#### Materials provided
§ §
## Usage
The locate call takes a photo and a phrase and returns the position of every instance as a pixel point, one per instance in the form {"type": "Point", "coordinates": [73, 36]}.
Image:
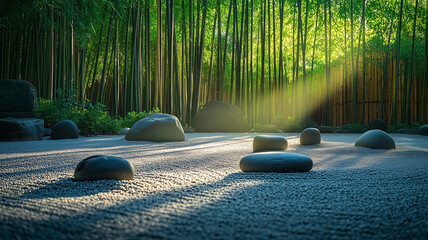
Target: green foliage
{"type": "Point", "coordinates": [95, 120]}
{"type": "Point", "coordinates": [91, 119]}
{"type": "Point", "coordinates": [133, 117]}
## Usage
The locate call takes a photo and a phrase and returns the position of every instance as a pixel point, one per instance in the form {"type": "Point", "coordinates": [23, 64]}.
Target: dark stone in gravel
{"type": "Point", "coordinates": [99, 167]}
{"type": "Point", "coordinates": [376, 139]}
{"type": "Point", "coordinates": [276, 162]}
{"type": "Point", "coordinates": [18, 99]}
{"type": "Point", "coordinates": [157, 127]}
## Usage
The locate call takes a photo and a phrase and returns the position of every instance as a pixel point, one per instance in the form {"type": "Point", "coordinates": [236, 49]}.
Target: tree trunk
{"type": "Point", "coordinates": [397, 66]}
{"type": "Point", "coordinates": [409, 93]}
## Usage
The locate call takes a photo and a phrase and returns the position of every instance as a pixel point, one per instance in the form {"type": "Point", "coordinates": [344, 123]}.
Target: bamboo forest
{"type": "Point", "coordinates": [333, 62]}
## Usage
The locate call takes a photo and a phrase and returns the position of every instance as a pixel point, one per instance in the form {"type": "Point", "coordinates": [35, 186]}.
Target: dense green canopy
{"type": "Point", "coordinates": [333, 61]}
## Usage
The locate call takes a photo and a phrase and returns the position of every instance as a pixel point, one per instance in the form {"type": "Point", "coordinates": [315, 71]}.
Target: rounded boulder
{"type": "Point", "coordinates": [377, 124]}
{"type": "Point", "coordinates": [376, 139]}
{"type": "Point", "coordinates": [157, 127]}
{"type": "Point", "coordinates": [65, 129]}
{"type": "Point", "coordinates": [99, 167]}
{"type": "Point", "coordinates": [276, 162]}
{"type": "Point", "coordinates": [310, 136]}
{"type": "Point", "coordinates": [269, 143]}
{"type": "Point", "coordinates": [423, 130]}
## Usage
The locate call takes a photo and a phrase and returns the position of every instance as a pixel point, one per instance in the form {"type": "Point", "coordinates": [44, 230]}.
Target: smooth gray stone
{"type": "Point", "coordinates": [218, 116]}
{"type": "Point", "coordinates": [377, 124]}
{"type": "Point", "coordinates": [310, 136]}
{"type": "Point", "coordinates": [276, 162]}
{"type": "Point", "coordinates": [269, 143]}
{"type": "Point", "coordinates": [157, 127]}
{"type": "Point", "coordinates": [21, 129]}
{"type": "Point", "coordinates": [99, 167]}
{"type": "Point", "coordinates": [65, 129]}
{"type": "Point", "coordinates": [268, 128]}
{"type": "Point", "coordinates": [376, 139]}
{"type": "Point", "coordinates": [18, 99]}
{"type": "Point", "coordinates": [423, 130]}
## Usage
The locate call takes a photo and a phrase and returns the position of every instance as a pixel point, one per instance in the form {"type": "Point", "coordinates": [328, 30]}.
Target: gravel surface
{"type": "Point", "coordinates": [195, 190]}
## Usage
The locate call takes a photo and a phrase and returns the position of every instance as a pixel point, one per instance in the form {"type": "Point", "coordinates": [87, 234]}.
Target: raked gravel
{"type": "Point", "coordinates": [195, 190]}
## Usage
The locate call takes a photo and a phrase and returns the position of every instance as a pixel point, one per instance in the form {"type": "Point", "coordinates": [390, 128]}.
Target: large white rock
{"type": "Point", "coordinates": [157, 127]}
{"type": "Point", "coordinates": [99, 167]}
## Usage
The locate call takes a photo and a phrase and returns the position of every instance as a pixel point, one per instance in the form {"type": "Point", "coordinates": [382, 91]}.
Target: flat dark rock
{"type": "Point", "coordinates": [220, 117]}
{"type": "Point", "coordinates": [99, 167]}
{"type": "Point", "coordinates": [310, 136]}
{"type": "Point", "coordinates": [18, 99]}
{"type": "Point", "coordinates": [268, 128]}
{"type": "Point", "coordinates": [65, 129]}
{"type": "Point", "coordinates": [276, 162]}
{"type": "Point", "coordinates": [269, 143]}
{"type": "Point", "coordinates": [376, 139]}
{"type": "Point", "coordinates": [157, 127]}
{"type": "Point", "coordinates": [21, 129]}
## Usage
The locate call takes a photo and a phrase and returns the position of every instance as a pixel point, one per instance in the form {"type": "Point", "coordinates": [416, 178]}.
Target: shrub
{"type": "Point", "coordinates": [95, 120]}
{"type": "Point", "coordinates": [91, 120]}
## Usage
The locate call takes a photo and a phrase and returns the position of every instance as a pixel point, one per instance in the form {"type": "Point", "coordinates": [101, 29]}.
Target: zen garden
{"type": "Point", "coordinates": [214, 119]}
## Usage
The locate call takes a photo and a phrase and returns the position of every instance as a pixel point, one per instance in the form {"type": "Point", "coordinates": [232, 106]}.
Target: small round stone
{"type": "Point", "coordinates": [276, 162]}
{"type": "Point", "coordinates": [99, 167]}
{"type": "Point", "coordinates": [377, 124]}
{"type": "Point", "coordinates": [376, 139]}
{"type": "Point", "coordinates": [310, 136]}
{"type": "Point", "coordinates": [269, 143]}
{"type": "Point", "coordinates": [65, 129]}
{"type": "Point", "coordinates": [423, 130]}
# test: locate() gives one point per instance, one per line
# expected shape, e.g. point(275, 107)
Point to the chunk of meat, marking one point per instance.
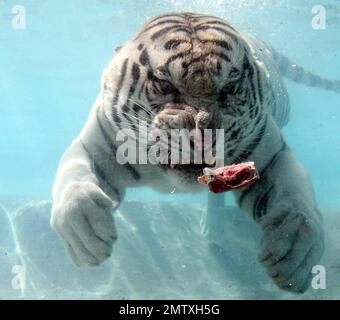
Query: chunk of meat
§ §
#### What you are asked to do
Your answer must be the lines from the one containing "Target: small round stone" through the last line of the records, both included, written out exactly and without pictures.

#### Output for this exercise
Target: small round stone
{"type": "Point", "coordinates": [276, 162]}
{"type": "Point", "coordinates": [99, 167]}
{"type": "Point", "coordinates": [377, 124]}
{"type": "Point", "coordinates": [376, 139]}
{"type": "Point", "coordinates": [310, 136]}
{"type": "Point", "coordinates": [269, 143]}
{"type": "Point", "coordinates": [65, 129]}
{"type": "Point", "coordinates": [423, 130]}
# test: locate() gives one point per instance, one per line
# expected shape, e.g. point(275, 107)
Point to the chunk of meat, marking one point per instance.
Query: chunk of meat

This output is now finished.